* Passage given
===============
Special missions of the statutory auditor

An interim dividend is different from a distribution of past reserves by the shareholders' meeting and may be distributed by the board of directors based on the current year profits and upon the condition that the articles of association (bylaws) empower them to do so.

The Companies Code provides specific procedures to be followed in case of public limited liability companies, private limited liability companies or cooperative limited liability companies.

The only profit available for distribution is the profit of the current financial year, decreased by any losses brought forward or increased by the profits brought forward, without drawing on any the statutory or legal reserves and taking into account the reserves that need to be set up according to bylaws or legal requirements, if any.

The board of directors needs to prepare a report and a statement of assets and liabilities, which has to be reviewed by the statutory auditor. As prescribed by the IBR / IRE, this appointment represents a limited review and not an audit. The auditor will not express an opinion on the fair view of the equity, the financial position and the results of the company.

The decision of the board may not be taken later than 2 months after the date of the statement of assets and liabilities referred to above.

Furthermore, no distribution may be decided earlier than:

  • 6 months after the closing date of the previous financial year
  • The approval of the annual accounts of the previous financial year by the general meeting of shareholders
  • For a second interim dividend in the year, not earlier than 3 months after the first interim dividend.

If the interim dividend distributed is higher than the amount of the dividend subsequently decided by the shareholders' meeting for that financial year, the difference is considered as an advance on the dividend of the succeeding periods.
===============
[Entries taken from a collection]
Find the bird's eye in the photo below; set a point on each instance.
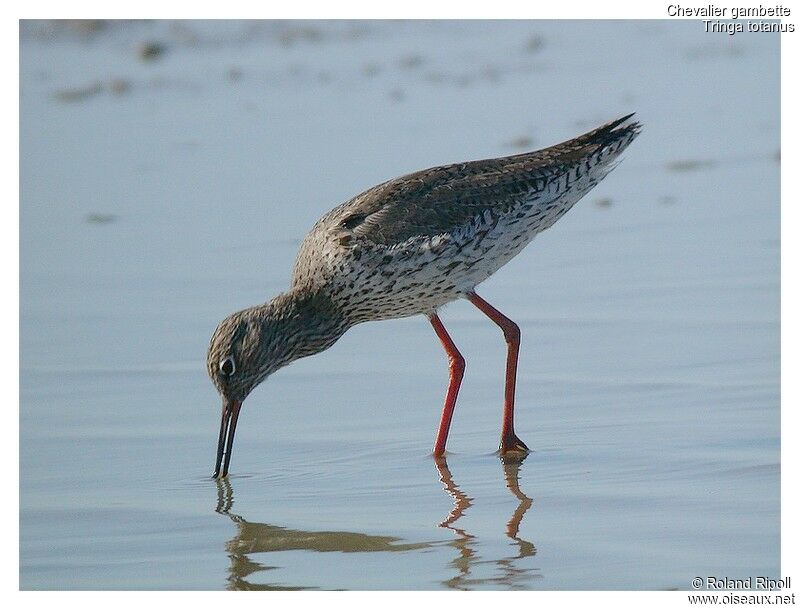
(227, 367)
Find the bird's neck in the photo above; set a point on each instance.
(308, 320)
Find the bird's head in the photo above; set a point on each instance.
(249, 345)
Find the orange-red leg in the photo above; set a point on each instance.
(457, 366)
(508, 440)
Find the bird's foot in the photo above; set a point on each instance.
(510, 444)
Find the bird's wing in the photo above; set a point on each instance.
(441, 199)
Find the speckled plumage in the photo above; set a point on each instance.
(412, 244)
(407, 247)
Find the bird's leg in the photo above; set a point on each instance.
(457, 366)
(508, 440)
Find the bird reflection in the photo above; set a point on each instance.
(254, 538)
(510, 574)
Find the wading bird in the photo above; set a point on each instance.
(408, 247)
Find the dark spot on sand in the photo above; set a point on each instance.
(78, 94)
(151, 50)
(535, 43)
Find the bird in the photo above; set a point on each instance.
(407, 247)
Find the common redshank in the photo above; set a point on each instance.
(407, 247)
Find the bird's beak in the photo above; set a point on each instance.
(227, 428)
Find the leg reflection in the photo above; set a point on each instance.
(469, 563)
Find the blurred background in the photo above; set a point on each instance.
(169, 170)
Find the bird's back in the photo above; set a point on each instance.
(428, 237)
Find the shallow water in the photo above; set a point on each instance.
(159, 195)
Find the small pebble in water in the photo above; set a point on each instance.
(150, 51)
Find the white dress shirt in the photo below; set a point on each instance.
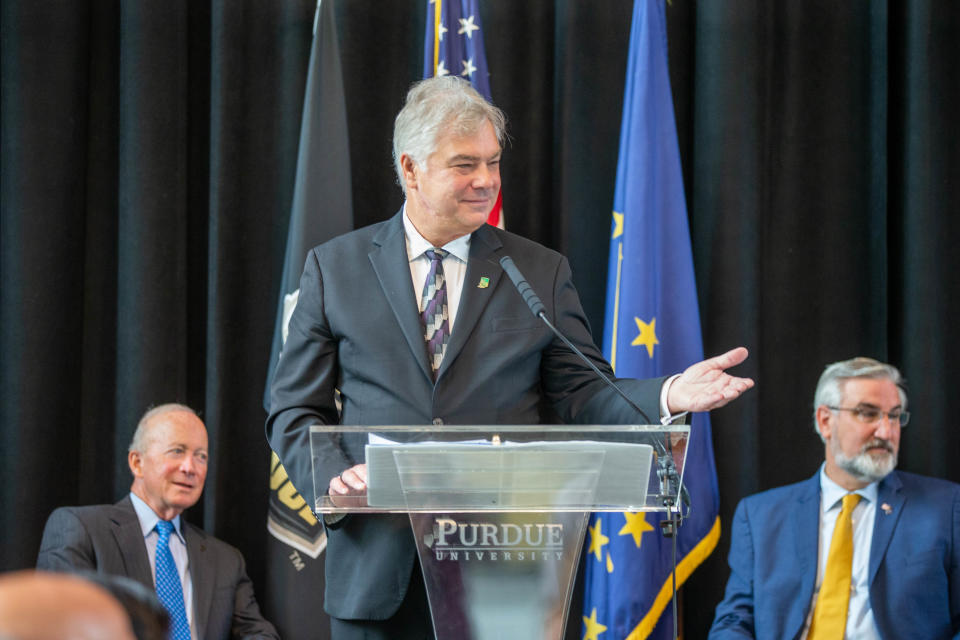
(178, 548)
(860, 623)
(455, 270)
(454, 265)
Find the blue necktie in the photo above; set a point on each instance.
(434, 317)
(169, 589)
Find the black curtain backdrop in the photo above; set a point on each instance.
(148, 156)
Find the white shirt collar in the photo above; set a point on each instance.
(148, 517)
(831, 493)
(417, 244)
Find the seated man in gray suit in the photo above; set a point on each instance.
(201, 581)
(412, 321)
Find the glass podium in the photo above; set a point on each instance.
(499, 513)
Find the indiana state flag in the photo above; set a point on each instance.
(652, 328)
(453, 45)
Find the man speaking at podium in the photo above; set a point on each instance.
(413, 322)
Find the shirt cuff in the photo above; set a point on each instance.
(665, 415)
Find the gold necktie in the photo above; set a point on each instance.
(830, 615)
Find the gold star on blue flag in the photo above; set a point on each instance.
(652, 328)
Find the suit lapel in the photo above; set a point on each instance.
(473, 298)
(805, 521)
(885, 520)
(390, 262)
(197, 561)
(129, 538)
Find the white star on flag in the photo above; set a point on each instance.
(467, 27)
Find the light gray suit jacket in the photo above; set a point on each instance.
(356, 328)
(107, 539)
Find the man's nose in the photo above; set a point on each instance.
(188, 465)
(485, 177)
(886, 426)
===============
* What to do
a) According to the passage on interim dividends, why does the statutory auditor not express an opinion on the fair view of the company's equity, financial position and results? Answer in one to three sentences.
b) Print the part of the passage on interim dividends starting with "Furthermore, no distribution" and going on through "first interim dividend.".
These rows have no connection to the passage on interim dividends.

* Task answers
a) As prescribed by the IBR / IRE, the auditor's review of the board's report and statement of assets and liabilities is a limited review, not an audit. The auditor therefore does not give an opinion on the fair view of the equity, financial position and results.

b)
Furthermore, no distribution may be decided earlier than:

  • 6 months after the closing date of the previous financial year
  • The approval of the annual accounts of the previous financial year by the general meeting of shareholders
  • For a second interim dividend in the year, not earlier than 3 months after the first interim dividend.